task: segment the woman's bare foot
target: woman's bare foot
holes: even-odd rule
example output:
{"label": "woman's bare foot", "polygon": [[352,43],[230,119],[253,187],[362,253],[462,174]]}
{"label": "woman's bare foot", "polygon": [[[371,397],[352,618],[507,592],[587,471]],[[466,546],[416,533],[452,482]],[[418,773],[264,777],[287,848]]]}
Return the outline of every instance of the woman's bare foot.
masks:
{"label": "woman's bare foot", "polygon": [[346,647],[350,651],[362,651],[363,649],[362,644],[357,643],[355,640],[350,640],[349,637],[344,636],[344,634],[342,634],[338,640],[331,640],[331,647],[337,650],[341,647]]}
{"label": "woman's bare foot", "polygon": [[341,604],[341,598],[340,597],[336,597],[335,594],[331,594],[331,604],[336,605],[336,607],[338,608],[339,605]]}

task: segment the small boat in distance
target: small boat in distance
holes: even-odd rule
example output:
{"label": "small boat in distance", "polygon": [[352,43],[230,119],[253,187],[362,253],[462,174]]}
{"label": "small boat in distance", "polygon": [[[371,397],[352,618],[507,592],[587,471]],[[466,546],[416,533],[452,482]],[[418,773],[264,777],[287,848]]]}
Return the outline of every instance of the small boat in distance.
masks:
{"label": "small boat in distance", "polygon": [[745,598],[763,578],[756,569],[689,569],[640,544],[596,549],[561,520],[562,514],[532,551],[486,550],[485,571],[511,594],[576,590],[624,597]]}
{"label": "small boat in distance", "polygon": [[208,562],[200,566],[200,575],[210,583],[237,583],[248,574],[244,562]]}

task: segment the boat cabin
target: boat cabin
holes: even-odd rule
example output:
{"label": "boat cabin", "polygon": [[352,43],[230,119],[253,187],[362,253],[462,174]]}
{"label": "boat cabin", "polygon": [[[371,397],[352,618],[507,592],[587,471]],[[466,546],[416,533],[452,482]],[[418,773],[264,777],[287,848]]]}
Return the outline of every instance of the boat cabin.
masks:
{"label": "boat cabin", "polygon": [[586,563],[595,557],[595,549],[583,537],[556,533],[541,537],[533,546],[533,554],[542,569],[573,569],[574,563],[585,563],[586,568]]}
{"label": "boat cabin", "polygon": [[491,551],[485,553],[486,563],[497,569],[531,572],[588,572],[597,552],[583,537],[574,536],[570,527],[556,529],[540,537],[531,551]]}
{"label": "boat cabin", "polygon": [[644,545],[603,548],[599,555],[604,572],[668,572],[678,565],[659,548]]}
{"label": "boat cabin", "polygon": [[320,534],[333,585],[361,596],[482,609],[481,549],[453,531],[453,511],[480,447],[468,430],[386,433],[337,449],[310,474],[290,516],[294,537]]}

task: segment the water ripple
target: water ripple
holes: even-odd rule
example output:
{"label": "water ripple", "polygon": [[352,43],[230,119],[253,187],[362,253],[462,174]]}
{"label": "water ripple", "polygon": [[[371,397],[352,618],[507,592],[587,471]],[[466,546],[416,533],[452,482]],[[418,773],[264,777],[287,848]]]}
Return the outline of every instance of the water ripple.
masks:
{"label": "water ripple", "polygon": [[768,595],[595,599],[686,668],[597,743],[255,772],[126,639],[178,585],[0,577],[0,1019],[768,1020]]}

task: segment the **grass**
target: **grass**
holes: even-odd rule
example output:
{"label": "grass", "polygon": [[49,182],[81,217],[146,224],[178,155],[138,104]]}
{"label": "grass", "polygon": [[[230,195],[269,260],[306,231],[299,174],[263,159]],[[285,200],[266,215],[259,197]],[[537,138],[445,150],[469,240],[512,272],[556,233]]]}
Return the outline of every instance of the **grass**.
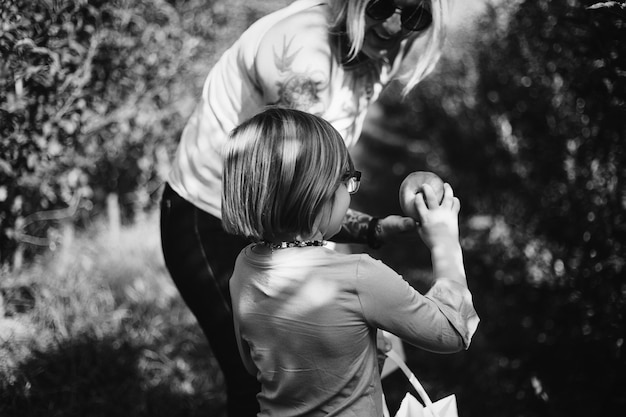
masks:
{"label": "grass", "polygon": [[221,373],[165,269],[157,216],[0,274],[1,416],[224,415]]}

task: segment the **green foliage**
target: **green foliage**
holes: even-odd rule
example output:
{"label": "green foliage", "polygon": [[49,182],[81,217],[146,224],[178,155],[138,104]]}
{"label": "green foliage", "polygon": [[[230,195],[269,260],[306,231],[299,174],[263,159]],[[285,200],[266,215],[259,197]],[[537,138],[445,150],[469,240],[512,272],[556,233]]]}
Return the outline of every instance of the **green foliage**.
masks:
{"label": "green foliage", "polygon": [[[276,3],[0,2],[1,260],[30,235],[49,237],[51,220],[88,221],[108,193],[120,195],[128,217],[150,207],[211,63]],[[468,352],[408,349],[435,398],[455,392],[466,417],[608,414],[626,406],[626,11],[623,3],[583,0],[502,4],[408,101],[397,101],[395,87],[383,97],[383,113],[372,120],[385,124],[384,134],[373,140],[379,132],[369,126],[355,155],[364,183],[354,201],[374,214],[397,213],[401,180],[424,169],[461,198],[482,322]],[[405,132],[416,139],[406,142]],[[195,377],[181,363],[199,360],[202,347],[190,352],[172,332],[201,343],[197,327],[177,315],[180,304],[159,304],[162,294],[145,287],[151,277],[126,281],[154,257],[134,254],[128,269],[116,253],[93,267],[103,251],[89,241],[79,245],[89,256],[75,249],[59,255],[62,266],[0,277],[5,298],[22,300],[4,306],[9,322],[33,299],[43,301],[35,303],[34,332],[30,322],[4,321],[34,345],[3,351],[0,414],[26,404],[34,404],[32,415],[45,414],[60,394],[63,404],[53,405],[70,414],[113,397],[137,415],[190,414],[204,394],[184,387],[203,382],[186,379]],[[380,254],[424,288],[429,259],[416,255],[418,244]],[[23,294],[12,289],[20,282],[29,288]],[[183,362],[168,361],[179,350]],[[65,373],[77,364],[78,374]],[[110,364],[129,371],[107,373]],[[76,375],[82,379],[56,388]],[[97,384],[82,384],[96,375]],[[133,397],[158,407],[133,409]],[[169,400],[186,405],[171,410]]]}
{"label": "green foliage", "polygon": [[463,379],[465,416],[625,405],[626,10],[593,3],[505,2],[411,97],[419,116],[395,117],[443,151],[411,170],[443,173],[463,206],[482,323],[469,352],[413,360]]}
{"label": "green foliage", "polygon": [[[118,193],[138,208],[182,123],[164,103],[193,38],[164,2],[10,0],[0,6],[1,175],[6,260],[25,216]],[[177,23],[177,22],[175,22]],[[196,42],[197,43],[197,42]],[[45,237],[44,230],[36,230]]]}
{"label": "green foliage", "polygon": [[152,207],[210,65],[278,3],[2,1],[0,263],[111,193]]}
{"label": "green foliage", "polygon": [[91,229],[0,272],[0,415],[223,415],[221,372],[165,269],[156,216],[119,236]]}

========

**What is expected**
What is needed is an exact copy of every record above, minus the images.

**Solution to this problem**
task: segment the woman's bare foot
target: woman's bare foot
holes: even-odd rule
example output:
{"label": "woman's bare foot", "polygon": [[352,43],[230,119],[253,187],[362,253],[462,174]]}
{"label": "woman's bare foot", "polygon": [[[371,397],[352,618],[507,592],[587,471]],[[466,546],[416,533],[452,482]],[[418,773],[264,777],[287,848]]]}
Return the outline of every instance of the woman's bare foot.
masks:
{"label": "woman's bare foot", "polygon": [[346,647],[350,651],[362,651],[363,649],[362,644],[357,643],[355,640],[350,640],[349,637],[344,636],[344,634],[342,634],[338,640],[331,640],[331,647],[337,650],[341,647]]}
{"label": "woman's bare foot", "polygon": [[341,604],[341,598],[340,597],[336,597],[335,594],[331,594],[331,604],[336,605],[336,607],[338,608],[339,605]]}

task: segment the small boat in distance
target: small boat in distance
holes: even-odd rule
example output:
{"label": "small boat in distance", "polygon": [[352,43],[230,119],[253,187],[362,253],[462,174]]}
{"label": "small boat in distance", "polygon": [[[371,397],[352,618],[507,592],[587,471]],[[466,546],[416,533],[452,482]],[[418,773],[264,777],[287,848]]]}
Return the outline of every instance of the small boat in distance.
masks:
{"label": "small boat in distance", "polygon": [[745,598],[763,578],[756,569],[689,569],[640,544],[596,549],[561,520],[562,514],[532,551],[486,550],[485,571],[511,594],[576,590],[624,597]]}
{"label": "small boat in distance", "polygon": [[208,562],[200,566],[200,575],[210,583],[237,583],[248,574],[244,562]]}

task: segment the boat cabin
target: boat cabin
holes: even-odd rule
example output:
{"label": "boat cabin", "polygon": [[352,43],[230,119],[253,187],[362,253],[462,174]]}
{"label": "boat cabin", "polygon": [[[371,397],[352,618],[507,592],[587,471]],[[466,546],[416,533],[452,482]],[[418,773],[264,777],[287,848]]]}
Return the outline of every instance of the boat cabin.
masks:
{"label": "boat cabin", "polygon": [[586,563],[595,557],[595,549],[583,537],[556,533],[541,537],[533,546],[533,554],[542,569],[573,569],[574,563],[585,563],[586,568]]}
{"label": "boat cabin", "polygon": [[491,551],[485,553],[486,563],[497,569],[531,572],[588,572],[597,552],[583,537],[574,536],[570,527],[556,529],[540,537],[531,551]]}
{"label": "boat cabin", "polygon": [[644,545],[603,548],[599,555],[604,572],[668,572],[678,565],[659,548]]}
{"label": "boat cabin", "polygon": [[320,534],[333,585],[361,596],[482,609],[481,549],[453,531],[453,511],[480,447],[468,430],[386,433],[337,449],[310,474],[290,516],[294,537]]}

task: segment the water ripple
target: water ripple
holes: even-odd rule
example output:
{"label": "water ripple", "polygon": [[352,43],[230,119],[253,187],[362,253],[462,174]]}
{"label": "water ripple", "polygon": [[[371,397],[352,618],[507,592],[587,471]],[[466,546],[416,533],[452,482]],[[418,773],[264,777],[287,848]]]}
Return the outline of every instance of the water ripple.
masks:
{"label": "water ripple", "polygon": [[768,595],[595,599],[686,668],[597,743],[255,772],[126,639],[178,585],[0,577],[0,1019],[768,1020]]}

task: segment the **grass**
target: **grass**
holes: even-odd rule
example output:
{"label": "grass", "polygon": [[49,182],[81,217],[146,224],[178,155],[138,104]]}
{"label": "grass", "polygon": [[[230,195],[269,260],[306,231],[299,174],[263,159]],[[285,200],[266,215],[259,197]],[[537,138],[445,150],[469,240],[512,272],[556,233]]]}
Return the outline of every instance of the **grass**.
masks:
{"label": "grass", "polygon": [[221,373],[165,269],[157,216],[0,274],[1,416],[224,415]]}

task: segment the **green foliage**
target: **green foliage**
holes: even-odd rule
example output:
{"label": "green foliage", "polygon": [[49,182],[81,217],[146,224],[178,155],[138,104]]}
{"label": "green foliage", "polygon": [[[230,195],[269,260],[306,231],[299,174],[263,159]],[[285,200],[266,215],[259,197]],[[537,138],[445,150],[469,240],[512,272],[556,233]]]}
Return the outline of every instance of the **green foliage**.
masks:
{"label": "green foliage", "polygon": [[[276,3],[0,2],[1,260],[30,235],[49,237],[51,220],[88,221],[108,193],[120,195],[128,217],[150,207],[211,63]],[[468,352],[408,349],[435,398],[455,392],[466,417],[608,414],[626,406],[626,11],[623,3],[583,0],[502,4],[408,101],[397,101],[395,87],[383,97],[383,113],[372,120],[385,124],[384,134],[373,140],[379,132],[369,126],[355,155],[364,183],[354,201],[374,214],[397,213],[401,180],[424,169],[461,198],[482,322]],[[405,132],[416,139],[406,142]],[[195,377],[181,363],[199,360],[202,347],[190,352],[172,332],[201,343],[197,327],[177,315],[180,304],[159,304],[162,294],[145,287],[151,277],[126,281],[154,257],[134,254],[128,269],[116,253],[93,267],[103,251],[89,241],[79,245],[89,256],[75,249],[59,255],[62,266],[0,277],[5,298],[22,300],[4,306],[9,322],[33,299],[43,301],[35,303],[34,332],[30,322],[4,321],[34,345],[3,351],[0,414],[26,404],[34,404],[32,415],[45,414],[60,394],[63,404],[53,405],[70,414],[113,397],[137,415],[190,414],[204,394],[184,387],[203,382],[186,379]],[[380,254],[424,288],[429,259],[416,255],[418,244]],[[23,294],[12,289],[20,282],[29,288]],[[183,362],[168,361],[179,350]],[[65,373],[77,364],[78,374]],[[110,364],[129,371],[107,373]],[[76,375],[82,379],[56,388]],[[97,384],[82,384],[96,375]],[[133,397],[158,407],[133,409]],[[169,400],[186,405],[171,410]]]}
{"label": "green foliage", "polygon": [[463,379],[465,416],[625,405],[626,10],[593,3],[505,2],[411,97],[419,116],[395,117],[443,151],[411,170],[443,173],[463,206],[482,323],[469,352],[413,360]]}
{"label": "green foliage", "polygon": [[[118,193],[138,208],[182,123],[164,103],[193,38],[164,2],[10,0],[0,6],[1,175],[6,260],[25,216]],[[177,23],[177,22],[175,22]],[[196,42],[197,43],[197,42]],[[45,237],[44,230],[36,230]]]}
{"label": "green foliage", "polygon": [[152,207],[210,65],[278,3],[2,1],[0,263],[111,193]]}
{"label": "green foliage", "polygon": [[91,229],[0,272],[0,415],[223,415],[221,372],[165,269],[156,216],[119,236]]}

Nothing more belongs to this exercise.